▶ Texte présenté:
%%

La pression de l’Assemblée a aussi conduit à un compromis entre LR et LREM sur les prix de l’essence. Bruno Le Maire s’est dit favorable à augmenter la remise à la pompe de 18 à 30 centimes par litre, samedi 23 juillet. « La remise pourrait passer de 18 à 30 centimes d’euros en septembre et en octobre, puis passer à 10 en novembre et 10 en décembre », a détaillé le ministre.

Enfin, la fin de l’examen de la loi a été entre 2h et 4h du matin l’occasion d’un coup de théâtre doublement scandaleux. Tout a commencé par l’examen de l’amendement 194, porté par Charles de Courson pour le groupe Libertés et territoires (LIOT). Ce dernier proposait une « revalorisation des pensions prenant en compte le niveau réel de l’inflation, c’est-à-dire, pour l’année 2022, une inflation (en masse) à 5,5 % ». Un niveau supérieur à celui proposé par l’État, qui a acté une hausse des pensions de 1,1% en janvier dernier, et de 4% en juillet. L’amendement proposait de corriger cela pour une facture estimée à 500 millions d’euros supplémentaires. Comme il est impossible selon l’article 40 de la constitution de faire des amendements qui génèrent de nouvelles dépenses (sauf pour le gouvernement), l’amendement prévoyait de prendre les fonds sur les pensions militaires. Cette façon de procéder est très fréquente. Si l’amendement est adopté, le gouvernement peut lever le gage et budgéter la nouvelle dépense. L’amendement a été adopté à 186 contre 181 voix au grand dam du rapporteur et du gouvernement.

Quelques heures plus tard, à 2H du matin, alors que l’examen du budget rectificatif se prolongeait dans la nuit, une seconde délibération est décidée par le gouvernement arguant qu’il était impossible de prendre ces 500 M€ sur la pension des militaires. Ce processus, qui permet aux députés de voter à nouveau sur une modification qui aurait dû être adoptée différemment, à la fin d’un texte, a permis à l’exécutif de revenir sur les 500 M€ donnés aux retraités. Déposé en catastrophe par le gouvernement, l’amendement 21 revient en effet sur l’amendement 194 de Charles de Courson. Tous les groupes parlementaires, exceptés les Républicains dont le retournement de veste a été exemplaire, se sont opposés à ce nouveau vote. Finalement, peu avant 3h du matin, après d’interminables discussions, celui-ci a quand même lieu, en pleine confusion, alors même qu’un député du RN exigeait un rappel au règlement. De nombreux députés n’ont pas entendu l’ouverture du scrutin et l’amendement du gouvernement a été voté par les élus, à 224 voix contre 121. Un débat interminable s’en est suivi, jusqu’à 4h du matin concernant l’insincérité du vote. Mais malgré l’accord du gouvernement pour le refaire, la présidente de l’Assemblée s’y est refusée.

%%

[Éléments issus d'une source de données]
%%

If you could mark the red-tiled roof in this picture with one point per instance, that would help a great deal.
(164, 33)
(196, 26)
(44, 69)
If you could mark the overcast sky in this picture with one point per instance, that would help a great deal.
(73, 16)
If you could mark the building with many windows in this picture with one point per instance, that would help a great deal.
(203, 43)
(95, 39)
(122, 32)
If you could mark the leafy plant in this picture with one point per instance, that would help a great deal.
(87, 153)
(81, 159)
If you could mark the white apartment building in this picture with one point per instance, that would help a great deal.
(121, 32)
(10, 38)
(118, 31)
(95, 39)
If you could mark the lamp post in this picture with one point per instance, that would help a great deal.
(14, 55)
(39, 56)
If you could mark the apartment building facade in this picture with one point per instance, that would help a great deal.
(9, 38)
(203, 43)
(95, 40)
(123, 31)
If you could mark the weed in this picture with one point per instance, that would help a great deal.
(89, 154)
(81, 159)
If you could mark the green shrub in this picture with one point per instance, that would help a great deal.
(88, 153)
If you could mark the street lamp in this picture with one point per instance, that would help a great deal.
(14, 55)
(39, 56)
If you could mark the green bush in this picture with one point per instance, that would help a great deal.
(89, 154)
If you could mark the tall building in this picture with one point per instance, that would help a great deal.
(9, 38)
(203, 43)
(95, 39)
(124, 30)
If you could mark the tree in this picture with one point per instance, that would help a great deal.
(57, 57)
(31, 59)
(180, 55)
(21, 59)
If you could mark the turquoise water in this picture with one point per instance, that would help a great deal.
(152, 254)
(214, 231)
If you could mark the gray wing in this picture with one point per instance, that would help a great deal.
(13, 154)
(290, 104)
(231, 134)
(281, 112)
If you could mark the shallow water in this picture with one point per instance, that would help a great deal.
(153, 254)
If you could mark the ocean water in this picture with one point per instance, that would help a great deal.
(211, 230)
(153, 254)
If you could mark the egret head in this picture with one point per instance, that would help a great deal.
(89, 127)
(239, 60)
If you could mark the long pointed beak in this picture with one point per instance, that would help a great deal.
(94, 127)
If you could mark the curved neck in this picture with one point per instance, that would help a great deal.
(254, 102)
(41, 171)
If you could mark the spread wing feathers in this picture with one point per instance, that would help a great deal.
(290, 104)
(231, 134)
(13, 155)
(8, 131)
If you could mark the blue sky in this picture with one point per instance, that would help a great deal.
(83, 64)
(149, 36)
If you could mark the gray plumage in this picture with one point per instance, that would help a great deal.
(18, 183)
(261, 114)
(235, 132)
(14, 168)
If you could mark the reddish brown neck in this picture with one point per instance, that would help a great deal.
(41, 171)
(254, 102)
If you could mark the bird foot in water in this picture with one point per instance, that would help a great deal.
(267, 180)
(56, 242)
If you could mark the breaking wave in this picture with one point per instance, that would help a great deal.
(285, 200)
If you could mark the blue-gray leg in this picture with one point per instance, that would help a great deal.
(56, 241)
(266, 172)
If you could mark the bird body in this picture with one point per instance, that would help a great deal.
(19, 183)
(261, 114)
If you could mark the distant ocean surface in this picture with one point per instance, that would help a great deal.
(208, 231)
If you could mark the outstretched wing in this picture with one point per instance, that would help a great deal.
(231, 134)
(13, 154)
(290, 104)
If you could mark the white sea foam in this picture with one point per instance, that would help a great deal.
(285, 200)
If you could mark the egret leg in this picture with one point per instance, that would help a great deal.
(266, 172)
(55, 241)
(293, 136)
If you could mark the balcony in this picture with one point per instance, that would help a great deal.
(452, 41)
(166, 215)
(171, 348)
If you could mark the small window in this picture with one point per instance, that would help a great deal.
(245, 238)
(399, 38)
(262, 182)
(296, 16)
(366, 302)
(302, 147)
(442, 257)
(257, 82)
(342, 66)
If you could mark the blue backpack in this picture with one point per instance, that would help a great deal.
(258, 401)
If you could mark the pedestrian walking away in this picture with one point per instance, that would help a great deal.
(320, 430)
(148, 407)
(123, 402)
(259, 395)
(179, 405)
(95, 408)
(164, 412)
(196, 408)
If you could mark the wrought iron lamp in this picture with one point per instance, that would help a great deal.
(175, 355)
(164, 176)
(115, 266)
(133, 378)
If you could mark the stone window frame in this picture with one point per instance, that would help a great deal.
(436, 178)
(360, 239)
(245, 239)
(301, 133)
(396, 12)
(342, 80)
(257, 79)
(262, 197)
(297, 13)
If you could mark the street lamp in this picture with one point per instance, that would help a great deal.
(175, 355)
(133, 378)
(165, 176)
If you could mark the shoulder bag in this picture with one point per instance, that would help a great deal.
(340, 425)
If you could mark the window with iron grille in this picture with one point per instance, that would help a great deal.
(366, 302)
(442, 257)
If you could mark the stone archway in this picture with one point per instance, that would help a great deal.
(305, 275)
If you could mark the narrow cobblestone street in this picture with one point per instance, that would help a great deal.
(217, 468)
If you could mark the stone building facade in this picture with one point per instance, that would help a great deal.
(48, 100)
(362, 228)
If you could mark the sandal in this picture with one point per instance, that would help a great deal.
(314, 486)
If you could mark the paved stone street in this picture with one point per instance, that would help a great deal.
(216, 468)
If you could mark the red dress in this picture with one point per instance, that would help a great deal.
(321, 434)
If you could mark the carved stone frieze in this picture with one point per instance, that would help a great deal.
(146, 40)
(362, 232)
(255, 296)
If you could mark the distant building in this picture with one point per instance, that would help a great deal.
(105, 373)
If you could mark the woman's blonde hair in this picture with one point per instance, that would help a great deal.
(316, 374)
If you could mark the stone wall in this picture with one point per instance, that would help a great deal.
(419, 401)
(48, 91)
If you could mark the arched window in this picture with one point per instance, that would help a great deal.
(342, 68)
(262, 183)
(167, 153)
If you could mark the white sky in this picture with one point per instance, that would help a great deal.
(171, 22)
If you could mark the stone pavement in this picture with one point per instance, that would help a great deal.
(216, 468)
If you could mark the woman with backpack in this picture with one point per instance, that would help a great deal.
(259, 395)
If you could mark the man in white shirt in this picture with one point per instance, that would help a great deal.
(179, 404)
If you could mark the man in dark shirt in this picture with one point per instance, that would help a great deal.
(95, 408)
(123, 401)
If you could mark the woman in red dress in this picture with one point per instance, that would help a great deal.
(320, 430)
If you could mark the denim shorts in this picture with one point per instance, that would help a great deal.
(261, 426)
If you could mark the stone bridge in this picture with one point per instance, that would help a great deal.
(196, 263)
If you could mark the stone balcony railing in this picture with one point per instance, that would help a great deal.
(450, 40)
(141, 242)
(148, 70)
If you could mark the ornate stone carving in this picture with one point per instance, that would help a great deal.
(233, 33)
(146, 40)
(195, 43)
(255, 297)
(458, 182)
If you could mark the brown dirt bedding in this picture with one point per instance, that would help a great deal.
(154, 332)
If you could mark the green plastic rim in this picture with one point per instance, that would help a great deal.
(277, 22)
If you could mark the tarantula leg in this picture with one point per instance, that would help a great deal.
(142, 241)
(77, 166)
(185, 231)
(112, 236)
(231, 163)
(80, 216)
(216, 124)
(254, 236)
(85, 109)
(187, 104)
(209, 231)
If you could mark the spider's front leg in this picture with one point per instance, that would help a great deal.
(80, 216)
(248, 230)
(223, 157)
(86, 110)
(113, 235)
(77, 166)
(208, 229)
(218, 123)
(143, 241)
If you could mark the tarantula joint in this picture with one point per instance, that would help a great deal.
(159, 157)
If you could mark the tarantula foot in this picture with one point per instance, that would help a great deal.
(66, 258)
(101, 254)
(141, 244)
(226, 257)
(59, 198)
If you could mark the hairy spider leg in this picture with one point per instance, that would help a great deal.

%%

▶ À compléter:
A – Quels pourcentages l'article sur le budget rectificatif mentionne-t-il ? Donnez-les tous.
B – Prolongez l'article sur le budget rectificatif au-delà de sa dernière phrase.

▶ Réponses:
A – 5,5 % ; 1,1 % ; 4 %

B –
 

Enfin, certains électeurs ont, à juste titre, pointé l’absence de certains députés le samedi dans la journée et dans la nuit. Certains votes étaient serrés, mais il faut savoir que le groupe Renaissance examine régulièrement la présence dans l’Assemblée. Si nous nous mobilisons, ils se mobilisent aussi. En réalité, nous n’avons réussi à gagner des votes que quand LR, RN et NUPES votent la même chose, donc quand la minorité présidentielle est réellement minoritaire. Par ailleurs, le groupe LFI-NUPES est celui dont le taux de présence a été le plus élevé pendant les scrutins sur la loi Pouvoir d’achat et PLFR.

Pour conclure, nous avons voté contre ce PLFR, qui est largement insuffisant concernant le pouvoir d’achat et surtout qui se refuse à taxer les plus riches et les multinationales pour financer les mesures sociales. De plus, la suppression de la redevance fait peser de lourdes menaces sur l’audiovisuel, les radios publiques et toute la culture qui dépend des investissements de ces acteurs, notamment dans le cinéma.